● WORK INSTRUCTION 1
According to the car sales article, what total amount in subsidies did Shenzhen introduce on July 30 for buyers replacing vehicles?
● WORK INSTRUCTION 2
Return the stretch of the car sales article from "New policies to" through "country’s economic growth.", copied word for word.

● PROVIDED PASSAGE
______

New policies to fuel car sales
China is to increase policy support to promote auto sales, the country’s top economic planner said yesterday.
The National Development and Reform Commission said cities with restrictions will be encouraged to relax them, increase vehicle purchase quotas, and offer subsidies for buyers of new-energy vehicles.
Ning Jizhe, the commission’s deputy head, told CCTV that consumption plays a fundamental role in the country’s economic growth.
Ning said: “In the second half, the country will boost consumption in intelligent retail and online education, as well as promote consumption upgrade of the automobile and home appliance sectors.”
In the first half of the year, China released a series of policies to rev up auto sales amid the COVID-19 pandemic.
Sales growth in April indicated a recovery in the market, with auto sales rising 4.4 percent year on year to 2.07 million vehicles, a reversal compared with the 43 percent drop in March and February’s 79 percent retreat.
On July 30, Shenzhen introduced subsidies totaling 400 million yuan (US$57.6 million) for buyers replacing vehicles.
The Shenzhen government said the subsidies would be given to a gasoline car or a new-energy vehicle with emission standards above National VI. Buyers will also get 3,000 yuan if their new vehicle costs less than 300,000 yuan.

______

● RECORDS SHOWN

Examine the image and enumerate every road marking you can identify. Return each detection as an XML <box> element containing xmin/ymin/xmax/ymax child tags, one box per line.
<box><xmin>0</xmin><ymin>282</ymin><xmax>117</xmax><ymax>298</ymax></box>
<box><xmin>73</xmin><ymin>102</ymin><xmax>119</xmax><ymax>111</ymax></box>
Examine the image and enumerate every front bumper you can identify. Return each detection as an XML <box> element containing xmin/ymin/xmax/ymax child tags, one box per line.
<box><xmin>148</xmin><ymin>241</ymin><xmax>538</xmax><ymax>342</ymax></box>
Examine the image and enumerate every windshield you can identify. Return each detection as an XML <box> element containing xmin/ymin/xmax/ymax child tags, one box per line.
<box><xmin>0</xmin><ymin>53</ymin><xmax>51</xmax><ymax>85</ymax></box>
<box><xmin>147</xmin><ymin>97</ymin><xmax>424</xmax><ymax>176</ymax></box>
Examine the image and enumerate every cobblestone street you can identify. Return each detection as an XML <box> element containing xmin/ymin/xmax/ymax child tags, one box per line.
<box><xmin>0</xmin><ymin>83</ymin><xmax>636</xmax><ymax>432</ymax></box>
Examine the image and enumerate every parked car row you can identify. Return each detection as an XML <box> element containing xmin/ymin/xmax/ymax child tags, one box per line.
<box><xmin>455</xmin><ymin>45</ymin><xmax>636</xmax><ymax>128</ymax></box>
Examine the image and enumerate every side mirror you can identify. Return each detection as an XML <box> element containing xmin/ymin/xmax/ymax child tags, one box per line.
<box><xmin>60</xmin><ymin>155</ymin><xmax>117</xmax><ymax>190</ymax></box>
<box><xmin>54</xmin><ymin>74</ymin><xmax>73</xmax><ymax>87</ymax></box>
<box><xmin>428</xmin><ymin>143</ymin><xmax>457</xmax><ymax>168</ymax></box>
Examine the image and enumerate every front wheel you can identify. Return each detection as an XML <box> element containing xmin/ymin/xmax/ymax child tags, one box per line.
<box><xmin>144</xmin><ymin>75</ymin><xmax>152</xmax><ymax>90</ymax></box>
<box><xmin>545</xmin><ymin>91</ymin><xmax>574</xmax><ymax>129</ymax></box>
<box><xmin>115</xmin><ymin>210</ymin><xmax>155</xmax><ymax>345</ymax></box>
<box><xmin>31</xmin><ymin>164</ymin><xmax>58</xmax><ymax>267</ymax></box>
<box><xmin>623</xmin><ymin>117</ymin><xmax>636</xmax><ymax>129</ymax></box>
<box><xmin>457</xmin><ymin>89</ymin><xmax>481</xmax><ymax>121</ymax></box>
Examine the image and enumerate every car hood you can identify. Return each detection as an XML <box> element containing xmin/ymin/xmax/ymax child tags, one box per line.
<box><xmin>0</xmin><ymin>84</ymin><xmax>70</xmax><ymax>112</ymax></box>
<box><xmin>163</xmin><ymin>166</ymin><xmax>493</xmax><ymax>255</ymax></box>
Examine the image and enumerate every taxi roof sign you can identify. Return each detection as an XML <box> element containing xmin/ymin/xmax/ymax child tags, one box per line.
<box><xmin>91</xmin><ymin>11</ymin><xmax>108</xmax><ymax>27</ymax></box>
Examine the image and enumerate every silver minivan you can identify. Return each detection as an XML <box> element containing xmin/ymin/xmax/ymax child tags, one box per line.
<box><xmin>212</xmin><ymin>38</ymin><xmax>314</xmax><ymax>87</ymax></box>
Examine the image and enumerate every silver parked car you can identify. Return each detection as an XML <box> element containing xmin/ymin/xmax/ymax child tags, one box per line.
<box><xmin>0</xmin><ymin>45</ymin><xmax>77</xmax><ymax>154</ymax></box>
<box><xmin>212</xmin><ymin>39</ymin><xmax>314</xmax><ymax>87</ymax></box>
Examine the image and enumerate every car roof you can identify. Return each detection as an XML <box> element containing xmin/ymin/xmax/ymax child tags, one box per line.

______

● EXPECTED ANSWER 1
400 million yuan (US$57.6 million).

● EXPECTED ANSWER 2
New policies to fuel car sales
China is to increase policy support to promote auto sales, the country’s top economic planner said yesterday.
The National Development and Reform Commission said cities with restrictions will be encouraged to relax them, increase vehicle purchase quotas, and offer subsidies for buyers of new-energy vehicles.
Ning Jizhe, the commission’s deputy head, told CCTV that consumption plays a fundamental role in the country’s economic growth.